GIVEN INFORMATION:
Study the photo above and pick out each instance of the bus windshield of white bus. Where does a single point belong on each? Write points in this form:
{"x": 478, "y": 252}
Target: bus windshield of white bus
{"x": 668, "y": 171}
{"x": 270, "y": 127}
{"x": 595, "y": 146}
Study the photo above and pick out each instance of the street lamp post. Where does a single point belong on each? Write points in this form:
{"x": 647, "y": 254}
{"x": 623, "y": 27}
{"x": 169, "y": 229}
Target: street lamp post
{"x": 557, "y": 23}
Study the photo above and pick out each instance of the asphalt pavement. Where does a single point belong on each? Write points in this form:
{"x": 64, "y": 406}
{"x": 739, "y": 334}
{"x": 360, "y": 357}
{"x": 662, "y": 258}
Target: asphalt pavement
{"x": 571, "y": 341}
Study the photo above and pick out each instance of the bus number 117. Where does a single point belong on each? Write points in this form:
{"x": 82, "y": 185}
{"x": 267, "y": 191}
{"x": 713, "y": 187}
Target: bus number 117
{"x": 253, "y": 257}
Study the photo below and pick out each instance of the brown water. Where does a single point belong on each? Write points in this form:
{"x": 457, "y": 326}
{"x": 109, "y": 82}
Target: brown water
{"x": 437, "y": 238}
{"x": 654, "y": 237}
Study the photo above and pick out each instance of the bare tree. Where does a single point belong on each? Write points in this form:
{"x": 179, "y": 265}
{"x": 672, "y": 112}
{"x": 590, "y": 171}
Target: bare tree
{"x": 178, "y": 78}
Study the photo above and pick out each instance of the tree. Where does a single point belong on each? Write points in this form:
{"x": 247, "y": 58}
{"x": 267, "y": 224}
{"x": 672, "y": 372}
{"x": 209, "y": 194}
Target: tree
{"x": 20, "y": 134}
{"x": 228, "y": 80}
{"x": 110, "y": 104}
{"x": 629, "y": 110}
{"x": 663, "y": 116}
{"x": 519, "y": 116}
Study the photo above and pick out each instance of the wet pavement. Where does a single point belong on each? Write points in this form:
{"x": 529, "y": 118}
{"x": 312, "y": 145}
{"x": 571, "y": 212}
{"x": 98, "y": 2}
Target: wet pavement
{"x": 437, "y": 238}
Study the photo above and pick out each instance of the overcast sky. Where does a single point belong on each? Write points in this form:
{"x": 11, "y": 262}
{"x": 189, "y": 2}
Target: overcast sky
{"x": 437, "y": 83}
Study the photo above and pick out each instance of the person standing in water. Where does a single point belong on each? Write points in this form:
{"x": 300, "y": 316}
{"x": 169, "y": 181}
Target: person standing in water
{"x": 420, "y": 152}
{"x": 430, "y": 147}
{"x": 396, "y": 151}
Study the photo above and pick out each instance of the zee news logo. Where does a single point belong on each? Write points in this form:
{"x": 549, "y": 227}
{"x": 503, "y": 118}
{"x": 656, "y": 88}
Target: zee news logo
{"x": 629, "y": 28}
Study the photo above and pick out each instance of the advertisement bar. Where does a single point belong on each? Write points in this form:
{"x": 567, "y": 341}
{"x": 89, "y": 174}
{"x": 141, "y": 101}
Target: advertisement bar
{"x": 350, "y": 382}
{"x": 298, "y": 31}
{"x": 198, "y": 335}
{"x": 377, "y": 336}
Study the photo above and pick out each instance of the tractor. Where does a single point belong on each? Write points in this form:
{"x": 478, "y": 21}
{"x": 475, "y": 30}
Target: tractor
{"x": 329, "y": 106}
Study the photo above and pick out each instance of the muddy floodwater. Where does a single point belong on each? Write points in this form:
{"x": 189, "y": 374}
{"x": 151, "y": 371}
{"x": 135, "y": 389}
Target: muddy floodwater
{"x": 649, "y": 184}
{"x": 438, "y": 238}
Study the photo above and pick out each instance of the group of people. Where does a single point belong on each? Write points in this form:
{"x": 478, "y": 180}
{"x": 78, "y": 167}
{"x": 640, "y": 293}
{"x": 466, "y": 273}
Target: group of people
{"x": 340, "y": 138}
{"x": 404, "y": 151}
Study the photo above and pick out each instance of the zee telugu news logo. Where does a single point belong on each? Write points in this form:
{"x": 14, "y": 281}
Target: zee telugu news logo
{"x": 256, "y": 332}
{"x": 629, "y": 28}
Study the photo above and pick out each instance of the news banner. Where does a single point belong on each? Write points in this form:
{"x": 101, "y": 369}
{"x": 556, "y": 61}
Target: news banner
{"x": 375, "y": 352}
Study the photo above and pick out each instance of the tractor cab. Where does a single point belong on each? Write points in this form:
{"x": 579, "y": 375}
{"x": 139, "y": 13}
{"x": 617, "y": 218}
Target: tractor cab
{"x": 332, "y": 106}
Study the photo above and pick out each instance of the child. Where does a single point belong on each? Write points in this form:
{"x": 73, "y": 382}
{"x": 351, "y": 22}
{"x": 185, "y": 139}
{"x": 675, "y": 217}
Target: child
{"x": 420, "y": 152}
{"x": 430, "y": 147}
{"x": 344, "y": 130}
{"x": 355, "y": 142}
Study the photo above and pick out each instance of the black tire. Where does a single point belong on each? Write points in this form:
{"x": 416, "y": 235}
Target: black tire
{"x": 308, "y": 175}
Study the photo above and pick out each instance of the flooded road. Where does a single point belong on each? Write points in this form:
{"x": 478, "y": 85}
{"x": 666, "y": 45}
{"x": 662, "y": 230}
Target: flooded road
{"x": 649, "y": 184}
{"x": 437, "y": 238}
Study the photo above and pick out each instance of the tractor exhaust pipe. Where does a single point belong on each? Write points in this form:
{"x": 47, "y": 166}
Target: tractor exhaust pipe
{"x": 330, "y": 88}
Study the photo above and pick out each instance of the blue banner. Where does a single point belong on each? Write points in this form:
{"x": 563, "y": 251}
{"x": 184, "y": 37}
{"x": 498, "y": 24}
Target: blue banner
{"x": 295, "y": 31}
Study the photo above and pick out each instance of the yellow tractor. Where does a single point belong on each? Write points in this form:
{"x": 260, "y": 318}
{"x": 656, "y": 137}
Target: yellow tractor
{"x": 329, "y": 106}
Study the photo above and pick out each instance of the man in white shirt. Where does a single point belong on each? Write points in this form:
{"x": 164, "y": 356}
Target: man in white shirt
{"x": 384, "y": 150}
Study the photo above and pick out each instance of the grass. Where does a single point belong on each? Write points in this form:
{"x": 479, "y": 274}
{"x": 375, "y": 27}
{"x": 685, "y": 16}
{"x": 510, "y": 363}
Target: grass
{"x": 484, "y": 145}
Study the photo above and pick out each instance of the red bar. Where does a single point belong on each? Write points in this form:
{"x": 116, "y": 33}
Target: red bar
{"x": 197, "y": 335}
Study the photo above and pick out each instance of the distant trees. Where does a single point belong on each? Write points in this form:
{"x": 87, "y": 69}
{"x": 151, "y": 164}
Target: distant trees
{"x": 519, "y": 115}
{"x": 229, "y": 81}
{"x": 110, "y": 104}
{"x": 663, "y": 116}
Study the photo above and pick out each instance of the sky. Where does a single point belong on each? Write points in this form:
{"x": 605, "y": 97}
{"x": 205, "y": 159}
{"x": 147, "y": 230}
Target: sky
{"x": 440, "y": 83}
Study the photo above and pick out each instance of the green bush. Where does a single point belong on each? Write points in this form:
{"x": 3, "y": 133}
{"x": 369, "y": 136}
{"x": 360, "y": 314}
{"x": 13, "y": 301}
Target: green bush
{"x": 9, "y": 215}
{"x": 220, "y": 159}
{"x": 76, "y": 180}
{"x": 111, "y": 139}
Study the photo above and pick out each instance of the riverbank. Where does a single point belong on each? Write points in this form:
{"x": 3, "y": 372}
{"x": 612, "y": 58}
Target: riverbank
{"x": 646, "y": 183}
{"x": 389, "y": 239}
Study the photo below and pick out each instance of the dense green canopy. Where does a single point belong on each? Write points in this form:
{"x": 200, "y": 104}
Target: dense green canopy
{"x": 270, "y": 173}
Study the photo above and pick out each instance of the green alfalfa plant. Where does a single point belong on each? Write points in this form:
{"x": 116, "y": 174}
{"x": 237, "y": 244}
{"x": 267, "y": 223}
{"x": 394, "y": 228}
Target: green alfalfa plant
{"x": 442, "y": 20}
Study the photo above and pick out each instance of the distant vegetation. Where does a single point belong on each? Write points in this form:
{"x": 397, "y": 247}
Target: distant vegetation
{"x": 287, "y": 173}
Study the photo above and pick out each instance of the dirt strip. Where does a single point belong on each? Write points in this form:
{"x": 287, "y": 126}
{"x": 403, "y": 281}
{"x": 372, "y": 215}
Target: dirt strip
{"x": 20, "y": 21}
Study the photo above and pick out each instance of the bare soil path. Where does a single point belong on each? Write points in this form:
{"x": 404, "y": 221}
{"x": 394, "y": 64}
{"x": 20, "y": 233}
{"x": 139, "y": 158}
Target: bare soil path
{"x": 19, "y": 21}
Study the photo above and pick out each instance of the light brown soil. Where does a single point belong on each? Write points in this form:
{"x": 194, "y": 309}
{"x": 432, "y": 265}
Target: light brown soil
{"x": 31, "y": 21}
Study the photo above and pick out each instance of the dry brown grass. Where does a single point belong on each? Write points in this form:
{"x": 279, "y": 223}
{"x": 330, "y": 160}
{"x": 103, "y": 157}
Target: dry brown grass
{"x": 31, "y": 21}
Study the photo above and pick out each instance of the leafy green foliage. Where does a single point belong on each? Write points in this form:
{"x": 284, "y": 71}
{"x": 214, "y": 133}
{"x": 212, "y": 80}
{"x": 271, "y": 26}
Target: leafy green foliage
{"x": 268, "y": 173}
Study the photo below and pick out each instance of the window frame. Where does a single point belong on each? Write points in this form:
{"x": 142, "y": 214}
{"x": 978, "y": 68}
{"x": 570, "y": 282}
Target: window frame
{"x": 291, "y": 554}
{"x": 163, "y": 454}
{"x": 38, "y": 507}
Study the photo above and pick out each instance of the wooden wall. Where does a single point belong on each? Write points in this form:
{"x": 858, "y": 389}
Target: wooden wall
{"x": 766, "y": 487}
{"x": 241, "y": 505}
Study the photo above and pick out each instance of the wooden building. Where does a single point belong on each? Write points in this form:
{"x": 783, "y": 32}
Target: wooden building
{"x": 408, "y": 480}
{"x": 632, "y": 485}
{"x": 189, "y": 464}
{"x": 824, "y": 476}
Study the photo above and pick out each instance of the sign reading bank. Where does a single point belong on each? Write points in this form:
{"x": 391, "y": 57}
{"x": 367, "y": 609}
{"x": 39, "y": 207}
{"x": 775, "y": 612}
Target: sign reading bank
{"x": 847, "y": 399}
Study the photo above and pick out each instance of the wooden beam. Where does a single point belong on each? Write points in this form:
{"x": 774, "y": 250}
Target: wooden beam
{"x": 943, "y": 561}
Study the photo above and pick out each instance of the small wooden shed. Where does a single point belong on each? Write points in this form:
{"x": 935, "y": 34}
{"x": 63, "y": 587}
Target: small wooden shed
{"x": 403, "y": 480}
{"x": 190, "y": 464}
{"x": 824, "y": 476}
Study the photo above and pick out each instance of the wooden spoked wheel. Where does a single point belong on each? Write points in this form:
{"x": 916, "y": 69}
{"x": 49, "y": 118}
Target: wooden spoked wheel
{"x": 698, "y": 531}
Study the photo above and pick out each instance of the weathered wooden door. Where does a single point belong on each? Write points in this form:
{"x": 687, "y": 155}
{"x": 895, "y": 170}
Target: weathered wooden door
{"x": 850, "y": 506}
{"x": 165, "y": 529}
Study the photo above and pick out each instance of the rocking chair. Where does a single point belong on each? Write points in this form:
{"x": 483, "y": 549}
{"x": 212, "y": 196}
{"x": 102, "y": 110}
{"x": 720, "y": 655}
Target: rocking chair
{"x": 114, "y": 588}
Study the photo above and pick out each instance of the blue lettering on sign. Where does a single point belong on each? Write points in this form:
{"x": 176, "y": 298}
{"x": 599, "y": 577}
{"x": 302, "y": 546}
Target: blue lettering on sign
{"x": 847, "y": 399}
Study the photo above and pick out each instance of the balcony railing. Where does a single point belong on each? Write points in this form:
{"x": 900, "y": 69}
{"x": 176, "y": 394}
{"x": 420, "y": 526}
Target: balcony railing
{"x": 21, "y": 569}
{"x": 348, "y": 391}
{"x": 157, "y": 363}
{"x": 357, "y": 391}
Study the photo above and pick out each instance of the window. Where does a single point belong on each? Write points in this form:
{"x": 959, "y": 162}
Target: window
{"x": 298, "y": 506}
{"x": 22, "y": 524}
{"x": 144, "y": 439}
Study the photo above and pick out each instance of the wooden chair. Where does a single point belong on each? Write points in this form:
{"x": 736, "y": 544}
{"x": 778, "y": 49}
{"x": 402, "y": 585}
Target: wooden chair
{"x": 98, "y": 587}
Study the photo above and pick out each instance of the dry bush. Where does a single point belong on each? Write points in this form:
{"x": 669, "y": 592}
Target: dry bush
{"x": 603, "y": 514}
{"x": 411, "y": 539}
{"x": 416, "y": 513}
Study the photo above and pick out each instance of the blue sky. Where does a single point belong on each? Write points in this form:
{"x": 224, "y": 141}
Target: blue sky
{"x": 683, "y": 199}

REQUIREMENTS: Give again, word for word, every line from the one holding "the dry bush." to the end of the data.

FINISHED ANSWER:
Study the photo above and pick out each instance of the dry bush. Where does a single point belong on each? Write points in this form:
{"x": 669, "y": 592}
Target: dry bush
{"x": 603, "y": 514}
{"x": 411, "y": 539}
{"x": 416, "y": 513}
Study the photo above and pick out each instance of the blue sky. Where does a single point belong on each? Write points in this form:
{"x": 224, "y": 141}
Target: blue sky
{"x": 683, "y": 199}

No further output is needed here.